### [Questions]
A. Answer these questions about the article on the film Anubhava:
(i) Who wrote the film's music?
(ii) In what language was the 1986 remake made, and who directed it?
(iii) On what date was the film re-released?
B. Write what comes next in the article on the film Anubhava, starting right after its last sentence.

### [Text block]

- Directed by: Kashinath
- Written by: Kashinath
- Produced by: G Sathyanarayana; G Kashinath; G Datthathreya; G Doddayya; G Umapathi;
- Starring: Kashinath; Abhinaya; Umashree;
- Cinematography: K. Sundarnath Suvarna
- Edited by: A. Subramanyam
- Music by: L. Vaidyanathan
- Production company: Sri Gayatri Productions
- Release date: 1984;
- Running time: 150 minutes
- Country: India
- Language: Kannada

= Anubhava =

Anubhava is a 1984 Indian Kannada-language drama film starring Kashinath, Abhinaya and Umashree. Actresses Abhinaya and Umashree made their debut with this film. The film is directed, co-produced and written by Kashinath and produced under Sri Gayatri Productions banner. It was remade in Hindi twice - first in 1986 as Anubhav starring Shekhar Suman, Richa Sharma and Padmini Kolhapure directed by Kashinath himself and second as Chadti Jawaani. The film was dubbed in Malayalam as Aadhyate Anubhavam and in Telugu as Anubhavam. Sunil Kumar Desai worked as an assistant to Kashinath on this movie.

The film ran into censor issues but was a box office success. The film was re-released on 29 November 2013 to cater to the modern audience making it a third-time release.

==Plot==
Ramesh is doing his routine job in Bangalore. In his native village, his aunt lives with her children Gauri and Gunda. When Gauri attains puberty, her mother thinks of getting her married to Ramesh and writes a letter communicating the same though the village Sheregar. On hearing this, Ramesh starts daydreaming about his cousin and soon to be wife Gauri. He also tries to educate himself by trying to buy some adult books. Gauri however is still very immature and continues her playful acts like any oblivious kids in her village. Ramesh travels to the village to prepare for the marriage and tries to woe Gauri without much success. He is however eyed by another village belle Padhi who dreams of using Ramesh as her ticket to the city. After the marriage, Ramesh is lovelorn and not able to consummate as Gauri runs away from him. This frustrates Ramesh and with time he walks out into the arms of waiting Padhi. They begin a lusty affair and Ramesh ignores his wife completely. He even goes back to the city with Padhi without the knowledge of his family promising his wife to get her as soon as he finds a suitable home. Once back in the city, they start living as husband and wife. However, hypergamous Padhi loses interest in Ramesh and eyes the men around. She falls into a trap by a man who is into prostitution selling women to far Mumbai. When Ramesh finds out about Padhi's treachery he is angry but feels helpless. He gets worried about his future when police start making enquiry about Padhi and the man with whom she was seen. Back in the village his aunt along with his wife travel to Bangalore when they find that their letters were unanswered. They cannot track him in spite of visiting his work place as he has resigned. Dejected they travel back to their village. When they enter home, they find that Ramesh is back in their home to make a new beginning. Ramesh apologizes to his wife and they embrace each other in love.

### [Raw data]
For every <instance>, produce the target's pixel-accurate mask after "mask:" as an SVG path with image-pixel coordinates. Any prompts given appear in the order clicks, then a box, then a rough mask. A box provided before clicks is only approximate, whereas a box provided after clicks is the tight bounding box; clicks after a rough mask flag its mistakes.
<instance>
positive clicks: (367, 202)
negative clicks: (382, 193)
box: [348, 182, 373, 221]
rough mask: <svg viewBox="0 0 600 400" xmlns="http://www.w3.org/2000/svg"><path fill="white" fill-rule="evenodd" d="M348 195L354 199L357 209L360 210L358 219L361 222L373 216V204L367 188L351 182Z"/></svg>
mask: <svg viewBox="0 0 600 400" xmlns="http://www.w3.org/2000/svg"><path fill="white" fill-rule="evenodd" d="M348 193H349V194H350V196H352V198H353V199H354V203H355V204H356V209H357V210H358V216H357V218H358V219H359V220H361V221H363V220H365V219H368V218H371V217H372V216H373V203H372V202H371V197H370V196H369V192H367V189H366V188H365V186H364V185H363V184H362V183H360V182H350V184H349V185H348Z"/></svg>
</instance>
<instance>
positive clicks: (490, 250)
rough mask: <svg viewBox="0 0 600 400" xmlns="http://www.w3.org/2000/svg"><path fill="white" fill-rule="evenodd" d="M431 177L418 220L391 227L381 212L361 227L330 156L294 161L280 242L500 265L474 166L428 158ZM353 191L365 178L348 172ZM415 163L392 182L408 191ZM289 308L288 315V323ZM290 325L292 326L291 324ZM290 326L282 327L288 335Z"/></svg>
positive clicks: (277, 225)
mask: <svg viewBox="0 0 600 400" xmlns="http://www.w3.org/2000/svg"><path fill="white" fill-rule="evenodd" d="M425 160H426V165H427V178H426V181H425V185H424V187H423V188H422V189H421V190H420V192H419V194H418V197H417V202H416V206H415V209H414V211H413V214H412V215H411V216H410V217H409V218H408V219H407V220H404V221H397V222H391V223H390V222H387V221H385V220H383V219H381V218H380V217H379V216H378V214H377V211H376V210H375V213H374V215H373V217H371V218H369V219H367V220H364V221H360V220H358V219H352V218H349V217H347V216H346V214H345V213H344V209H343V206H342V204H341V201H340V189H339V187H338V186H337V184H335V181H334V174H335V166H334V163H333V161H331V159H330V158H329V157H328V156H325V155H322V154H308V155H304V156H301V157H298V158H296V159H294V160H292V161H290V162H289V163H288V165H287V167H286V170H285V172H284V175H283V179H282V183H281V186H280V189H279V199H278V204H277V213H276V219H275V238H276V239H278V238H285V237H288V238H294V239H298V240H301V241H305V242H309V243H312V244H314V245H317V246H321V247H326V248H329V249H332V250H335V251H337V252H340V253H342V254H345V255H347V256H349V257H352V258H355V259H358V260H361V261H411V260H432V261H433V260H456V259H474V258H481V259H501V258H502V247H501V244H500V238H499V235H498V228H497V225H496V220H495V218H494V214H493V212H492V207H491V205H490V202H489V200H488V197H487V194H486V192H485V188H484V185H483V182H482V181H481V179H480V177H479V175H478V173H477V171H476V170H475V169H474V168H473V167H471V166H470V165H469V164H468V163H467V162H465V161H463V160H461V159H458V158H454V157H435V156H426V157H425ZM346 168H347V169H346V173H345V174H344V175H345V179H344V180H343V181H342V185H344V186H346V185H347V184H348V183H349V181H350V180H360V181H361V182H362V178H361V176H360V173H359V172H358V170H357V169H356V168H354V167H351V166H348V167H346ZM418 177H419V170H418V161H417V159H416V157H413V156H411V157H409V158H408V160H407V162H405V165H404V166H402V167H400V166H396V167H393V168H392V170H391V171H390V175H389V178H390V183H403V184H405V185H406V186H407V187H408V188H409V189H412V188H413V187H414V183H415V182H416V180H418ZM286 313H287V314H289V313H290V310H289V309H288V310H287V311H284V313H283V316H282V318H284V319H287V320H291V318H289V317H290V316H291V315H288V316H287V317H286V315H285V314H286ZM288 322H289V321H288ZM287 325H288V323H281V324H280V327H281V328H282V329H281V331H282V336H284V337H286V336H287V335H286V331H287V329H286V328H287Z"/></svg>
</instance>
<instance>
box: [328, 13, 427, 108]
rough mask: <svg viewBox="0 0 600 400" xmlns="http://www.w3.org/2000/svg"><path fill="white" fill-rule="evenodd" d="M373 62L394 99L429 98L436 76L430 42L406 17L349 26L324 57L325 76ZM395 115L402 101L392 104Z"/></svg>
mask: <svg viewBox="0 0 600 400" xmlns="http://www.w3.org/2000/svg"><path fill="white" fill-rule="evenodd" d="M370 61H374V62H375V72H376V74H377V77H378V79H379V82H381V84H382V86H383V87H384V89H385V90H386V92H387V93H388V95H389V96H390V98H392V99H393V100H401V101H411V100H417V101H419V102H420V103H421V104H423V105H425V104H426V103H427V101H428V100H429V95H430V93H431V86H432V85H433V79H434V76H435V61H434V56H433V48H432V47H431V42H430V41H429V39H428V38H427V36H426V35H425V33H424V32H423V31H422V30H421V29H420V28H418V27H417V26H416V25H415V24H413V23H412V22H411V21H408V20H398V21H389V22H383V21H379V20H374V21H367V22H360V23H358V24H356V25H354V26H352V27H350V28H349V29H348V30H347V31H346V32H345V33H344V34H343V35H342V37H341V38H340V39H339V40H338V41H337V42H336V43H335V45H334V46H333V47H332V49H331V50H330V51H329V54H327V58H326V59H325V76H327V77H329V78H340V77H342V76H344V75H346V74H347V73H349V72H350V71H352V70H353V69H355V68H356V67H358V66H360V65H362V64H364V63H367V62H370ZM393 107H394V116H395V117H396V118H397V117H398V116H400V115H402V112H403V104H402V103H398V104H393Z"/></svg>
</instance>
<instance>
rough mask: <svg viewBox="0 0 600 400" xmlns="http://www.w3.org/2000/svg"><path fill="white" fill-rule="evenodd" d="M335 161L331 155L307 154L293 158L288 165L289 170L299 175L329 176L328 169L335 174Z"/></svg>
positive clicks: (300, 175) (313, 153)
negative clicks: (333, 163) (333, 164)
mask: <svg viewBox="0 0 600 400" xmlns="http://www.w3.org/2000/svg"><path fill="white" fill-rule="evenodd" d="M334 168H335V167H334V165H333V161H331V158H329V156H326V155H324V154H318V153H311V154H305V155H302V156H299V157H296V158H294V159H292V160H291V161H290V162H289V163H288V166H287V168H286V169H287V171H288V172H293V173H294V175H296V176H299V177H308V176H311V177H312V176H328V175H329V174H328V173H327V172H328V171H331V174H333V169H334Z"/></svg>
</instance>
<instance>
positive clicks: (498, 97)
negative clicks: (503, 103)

### [Answers for the exercise]
A.
(i) L. Vaidyanathan
(ii) Hindi; Kashinath directed it.
(iii) 29 November 2013

B.
==Cast==
- Kashinath as Ramesh
- Abhinaya as Gauri
- Umashree as Paddi
- Master Vasantha
- Aravind
- Dinesh
- Kaminidharan
- Shivaraj
- Shivakumar

==Production==
Umashree was selected to portray the role "with grey shades" as no actresses were willing to portray this role.

==Soundtrack==
All the songs are composed and scored by L. Vaidyanathan. V. Manohar, who went on to become a successful music director in Kannada cinema started his career as a lyricist with this film.

| Song | Singer |
|---|---|
| "Kaamana Dumbiya" | S. P. Balasubrahmanyam, Vani Jairam |
| "Hodeya Doora" | Vani Jairam |

Malayalam tracklist
| No. | Title | Singer(s) | Length |
|---|---|---|---|
| 1. | "Kaamanorambinu" | Krishnachandran |  |
| 2. | "Povukayo Nee" | Vani Jayaram |  |

==Release==
The film was released in 1984 and later re-released on 29 November 2013 across Karnataka state cinema halls. The film met with positive response at the box office and ran for 37 weeks at the now closed Kailash theatre in Bengaluru.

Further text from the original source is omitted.